# Help with a project



## stu5 (29 Apr 2016)

hi guys 
this is my first time on this site , I have a project in mind , I have a McKellar 10" table saw which my dad gave me and the table is not bigger enough and the fence is not good either, I would like to modify this so I could cut bigger sheets? has anyone modified one of these before? any ideas .
thanks for your time , all the best stu


----------



## MattRoberts (29 Apr 2016)

Take a look at ibuildit on YouTube. John Heisz has recently done a video on making a fence from wood that's better than the original. 

However, cutting large sheet goods is often a lot easier with a circular / track saw unless you have room for decent in feed and out feed extensions


----------



## vanitycat (26 Jun 2016)

I concur with mattroberts. I have a table saw with 620mm ripping width but I find it much easier to use my plunge saw for cutting down the sheets. Or speak with your timber merchant, sometimes they will cut them down to rough sizes for you.


----------



## Dan j (9 Jul 2016)

Cutting big sheets is never easy on a table saw especially if you are on your own. They can be pretty hard to control.
If you can get hold of a plunge saw or make a rail to go with a circular saw you will probably get on easier.


----------



## Phil Pascoe (9 Jul 2016)

There is a reason why they have small tables and lousy fences - they're not meant for large stuff. Sorry. Get yourself a roller stand, it'll make life a little easier and can be used in other situations.


----------
*-*-*
(Task statement): Set down the entire forum thread on enlarging a table saw, reproducing every word as it appears. The lines that come next are unrelated material.

Location annotation dataset excerpts:
*-*-*
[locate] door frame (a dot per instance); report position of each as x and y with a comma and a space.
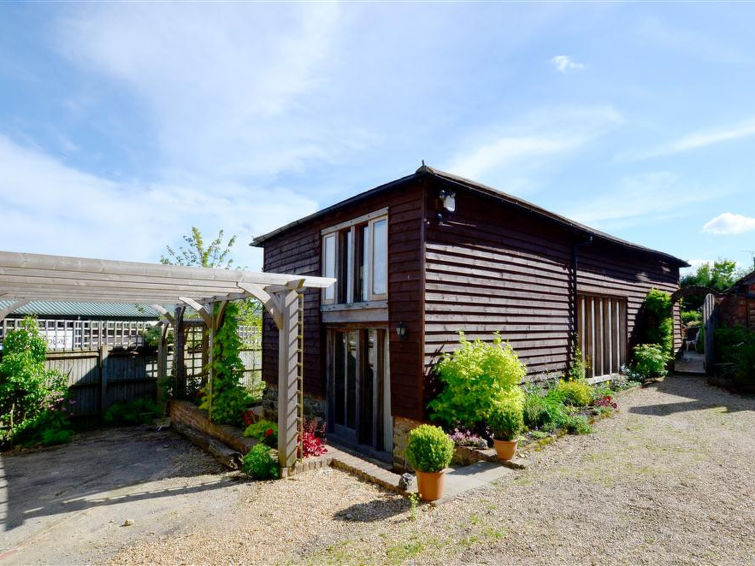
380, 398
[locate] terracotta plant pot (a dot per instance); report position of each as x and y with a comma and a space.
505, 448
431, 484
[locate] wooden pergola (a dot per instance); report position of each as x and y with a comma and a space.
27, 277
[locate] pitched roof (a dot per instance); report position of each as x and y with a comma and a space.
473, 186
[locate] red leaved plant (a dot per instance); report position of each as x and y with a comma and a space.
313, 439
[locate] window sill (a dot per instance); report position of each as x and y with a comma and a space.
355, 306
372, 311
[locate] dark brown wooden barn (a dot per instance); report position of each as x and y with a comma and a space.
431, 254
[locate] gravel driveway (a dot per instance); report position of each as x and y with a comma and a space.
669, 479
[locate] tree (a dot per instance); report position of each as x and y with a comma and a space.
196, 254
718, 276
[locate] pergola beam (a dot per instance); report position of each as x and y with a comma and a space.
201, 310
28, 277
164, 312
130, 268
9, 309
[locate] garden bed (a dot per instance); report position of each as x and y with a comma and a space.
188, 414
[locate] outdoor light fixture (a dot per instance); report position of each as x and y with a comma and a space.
*-*-*
(Solution to this task):
# Help with a project



## stu5 (29 Apr 2016)

hi guys 
this is my first time on this site , I have a project in mind , I have a McKellar 10" table saw which my dad gave me and the table is not bigger enough and the fence is not good either, I would like to modify this so I could cut bigger sheets? has anyone modified one of these before? any ideas .
thanks for your time , all the best stu


----------



## MattRoberts (29 Apr 2016)

Take a look at ibuildit on YouTube. John Heisz has recently done a video on making a fence from wood that's better than the original. 

However, cutting large sheet goods is often a lot easier with a circular / track saw unless you have room for decent in feed and out feed extensions


----------



## vanitycat (26 Jun 2016)

I concur with mattroberts. I have a table saw with 620mm ripping width but I find it much easier to use my plunge saw for cutting down the sheets. Or speak with your timber merchant, sometimes they will cut them down to rough sizes for you.


----------



## Dan j (9 Jul 2016)

Cutting big sheets is never easy on a table saw especially if you are on your own. They can be pretty hard to control.
If you can get hold of a plunge saw or make a rail to go with a circular saw you will probably get on easier.


----------



## Phil Pascoe (9 Jul 2016)

There is a reason why they have small tables and lousy fences - they're not meant for large stuff. Sorry. Get yourself a roller stand, it'll make life a little easier and can be used in other situations.


----------